**TASK REQUIREMENTS:**
Scale the answer coordinates in the material below between the lines holding "door knob, one" and "point(120, 20)", inclusive. Reproduce every one of those lines, multiplying only the answer coordinates by 0.35 and rounding each to a whole number with halves rounded up, leave all other lines unchanged, and return those lines alone.
***** MATERIAL SHOWN
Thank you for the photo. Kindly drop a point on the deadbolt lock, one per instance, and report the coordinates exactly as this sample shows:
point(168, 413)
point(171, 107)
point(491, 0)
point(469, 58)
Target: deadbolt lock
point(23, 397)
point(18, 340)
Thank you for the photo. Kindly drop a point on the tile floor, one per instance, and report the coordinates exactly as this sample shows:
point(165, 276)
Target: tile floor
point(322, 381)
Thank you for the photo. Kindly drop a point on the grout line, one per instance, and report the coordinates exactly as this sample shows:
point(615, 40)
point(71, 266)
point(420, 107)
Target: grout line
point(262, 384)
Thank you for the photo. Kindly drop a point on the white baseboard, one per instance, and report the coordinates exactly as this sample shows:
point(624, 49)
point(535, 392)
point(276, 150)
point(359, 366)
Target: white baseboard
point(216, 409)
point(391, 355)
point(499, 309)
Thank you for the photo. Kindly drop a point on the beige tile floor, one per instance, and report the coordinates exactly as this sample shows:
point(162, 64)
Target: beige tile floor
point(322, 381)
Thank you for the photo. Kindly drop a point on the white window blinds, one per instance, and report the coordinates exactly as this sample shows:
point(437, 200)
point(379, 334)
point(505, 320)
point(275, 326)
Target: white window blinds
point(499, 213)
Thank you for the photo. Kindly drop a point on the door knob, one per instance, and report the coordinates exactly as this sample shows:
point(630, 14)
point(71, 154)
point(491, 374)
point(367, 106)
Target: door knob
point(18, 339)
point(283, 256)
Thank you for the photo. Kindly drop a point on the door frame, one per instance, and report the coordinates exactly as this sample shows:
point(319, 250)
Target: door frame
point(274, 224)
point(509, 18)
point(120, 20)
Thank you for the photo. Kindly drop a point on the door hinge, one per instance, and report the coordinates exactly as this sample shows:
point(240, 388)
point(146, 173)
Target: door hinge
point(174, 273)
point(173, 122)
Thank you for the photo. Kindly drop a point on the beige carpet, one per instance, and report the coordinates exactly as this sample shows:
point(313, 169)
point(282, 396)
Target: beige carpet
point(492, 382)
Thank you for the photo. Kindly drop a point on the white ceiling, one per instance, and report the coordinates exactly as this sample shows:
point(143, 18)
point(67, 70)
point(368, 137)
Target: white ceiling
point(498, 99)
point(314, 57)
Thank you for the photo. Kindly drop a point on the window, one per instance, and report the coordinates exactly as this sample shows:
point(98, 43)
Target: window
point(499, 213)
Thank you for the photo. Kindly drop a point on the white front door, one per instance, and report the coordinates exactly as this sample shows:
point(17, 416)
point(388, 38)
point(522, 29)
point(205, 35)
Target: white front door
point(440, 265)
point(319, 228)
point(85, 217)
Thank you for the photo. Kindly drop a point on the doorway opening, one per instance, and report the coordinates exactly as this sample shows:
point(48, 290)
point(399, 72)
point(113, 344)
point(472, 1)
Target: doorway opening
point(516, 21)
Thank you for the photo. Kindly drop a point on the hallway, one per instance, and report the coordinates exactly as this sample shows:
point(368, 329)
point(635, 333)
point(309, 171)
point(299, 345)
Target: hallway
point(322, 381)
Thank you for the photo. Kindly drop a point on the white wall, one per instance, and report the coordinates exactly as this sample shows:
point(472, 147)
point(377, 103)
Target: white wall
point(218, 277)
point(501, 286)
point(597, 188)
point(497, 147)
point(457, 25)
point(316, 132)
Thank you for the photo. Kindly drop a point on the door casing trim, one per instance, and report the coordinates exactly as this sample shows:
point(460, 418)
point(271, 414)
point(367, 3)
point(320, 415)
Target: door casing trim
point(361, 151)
**********
***** MATERIAL SHOWN
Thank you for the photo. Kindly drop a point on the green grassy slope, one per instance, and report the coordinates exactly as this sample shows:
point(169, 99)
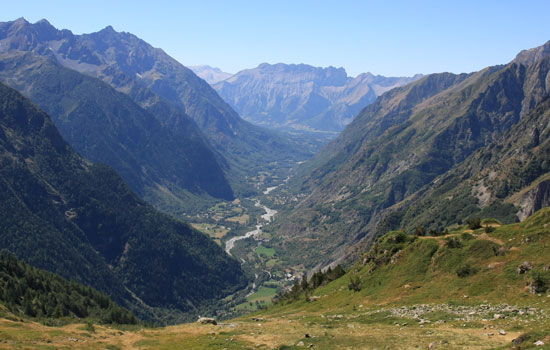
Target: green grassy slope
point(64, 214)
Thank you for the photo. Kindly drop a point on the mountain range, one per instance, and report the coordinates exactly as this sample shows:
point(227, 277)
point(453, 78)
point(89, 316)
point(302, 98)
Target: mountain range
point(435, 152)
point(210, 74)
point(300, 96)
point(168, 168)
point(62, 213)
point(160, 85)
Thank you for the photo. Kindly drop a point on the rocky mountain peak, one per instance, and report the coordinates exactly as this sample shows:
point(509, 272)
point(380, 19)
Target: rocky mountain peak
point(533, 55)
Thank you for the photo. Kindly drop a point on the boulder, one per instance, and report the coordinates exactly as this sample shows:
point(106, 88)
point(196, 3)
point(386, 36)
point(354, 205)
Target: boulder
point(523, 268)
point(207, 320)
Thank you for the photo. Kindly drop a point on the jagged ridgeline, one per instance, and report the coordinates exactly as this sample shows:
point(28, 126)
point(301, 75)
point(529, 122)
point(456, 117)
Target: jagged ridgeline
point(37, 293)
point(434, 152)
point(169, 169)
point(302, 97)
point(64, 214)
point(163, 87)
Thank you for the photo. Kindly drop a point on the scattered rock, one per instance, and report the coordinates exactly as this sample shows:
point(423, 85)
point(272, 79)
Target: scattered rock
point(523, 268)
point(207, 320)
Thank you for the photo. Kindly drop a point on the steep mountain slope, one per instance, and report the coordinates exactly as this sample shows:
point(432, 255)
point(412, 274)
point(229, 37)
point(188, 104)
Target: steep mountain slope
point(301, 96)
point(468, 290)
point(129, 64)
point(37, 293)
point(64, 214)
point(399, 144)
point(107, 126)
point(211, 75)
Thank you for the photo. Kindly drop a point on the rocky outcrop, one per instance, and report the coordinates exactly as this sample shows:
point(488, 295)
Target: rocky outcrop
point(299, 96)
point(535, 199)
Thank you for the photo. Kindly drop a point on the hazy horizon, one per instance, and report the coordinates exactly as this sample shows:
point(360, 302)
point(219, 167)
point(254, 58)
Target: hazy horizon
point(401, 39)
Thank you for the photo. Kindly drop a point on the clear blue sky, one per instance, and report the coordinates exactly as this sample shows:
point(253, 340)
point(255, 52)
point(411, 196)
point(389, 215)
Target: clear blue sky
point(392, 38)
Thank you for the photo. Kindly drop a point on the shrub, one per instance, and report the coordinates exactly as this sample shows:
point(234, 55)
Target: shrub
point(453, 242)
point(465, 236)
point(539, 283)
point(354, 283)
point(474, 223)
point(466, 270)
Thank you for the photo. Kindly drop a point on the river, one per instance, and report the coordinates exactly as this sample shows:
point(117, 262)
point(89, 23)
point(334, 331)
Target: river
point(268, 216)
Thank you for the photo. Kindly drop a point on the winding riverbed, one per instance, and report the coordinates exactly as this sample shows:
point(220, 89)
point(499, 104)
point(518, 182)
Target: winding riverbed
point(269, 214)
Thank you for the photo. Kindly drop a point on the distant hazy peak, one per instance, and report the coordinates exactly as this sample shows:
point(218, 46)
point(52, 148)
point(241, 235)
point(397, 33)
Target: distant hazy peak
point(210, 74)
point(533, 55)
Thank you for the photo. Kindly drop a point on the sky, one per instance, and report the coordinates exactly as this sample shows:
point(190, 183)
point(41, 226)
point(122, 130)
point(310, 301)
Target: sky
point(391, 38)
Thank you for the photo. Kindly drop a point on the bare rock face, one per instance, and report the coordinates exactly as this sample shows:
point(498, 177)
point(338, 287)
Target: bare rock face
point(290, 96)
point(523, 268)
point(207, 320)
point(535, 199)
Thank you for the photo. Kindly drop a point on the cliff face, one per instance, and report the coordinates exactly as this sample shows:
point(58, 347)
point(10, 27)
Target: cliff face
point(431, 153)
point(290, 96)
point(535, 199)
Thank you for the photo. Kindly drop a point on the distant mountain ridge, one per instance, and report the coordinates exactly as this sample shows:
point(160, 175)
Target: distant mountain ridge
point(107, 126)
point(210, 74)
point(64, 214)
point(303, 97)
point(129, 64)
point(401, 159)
**********
***** MATERIAL SHOWN
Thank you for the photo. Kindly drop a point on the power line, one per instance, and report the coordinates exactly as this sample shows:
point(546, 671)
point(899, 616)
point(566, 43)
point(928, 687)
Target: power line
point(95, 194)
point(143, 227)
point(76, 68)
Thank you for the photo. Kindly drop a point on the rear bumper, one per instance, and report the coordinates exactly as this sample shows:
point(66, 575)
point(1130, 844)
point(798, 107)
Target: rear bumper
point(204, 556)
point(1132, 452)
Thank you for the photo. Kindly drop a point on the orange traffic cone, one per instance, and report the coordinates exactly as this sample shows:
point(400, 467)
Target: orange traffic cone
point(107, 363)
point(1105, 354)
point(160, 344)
**********
**EXPECTED OUTPUT:**
Thank you for the photo. Kindly drop a point on the door knob, one per instance, and report the coordinates exactly as this sample shows:
point(630, 14)
point(71, 154)
point(491, 374)
point(367, 106)
Target: door knob
point(6, 119)
point(99, 90)
Thank you for the photo. Kindly drop a point on the door frame, one per instance, and report the coordinates exactly as this sample shows:
point(319, 250)
Target: door frame
point(96, 78)
point(178, 6)
point(42, 7)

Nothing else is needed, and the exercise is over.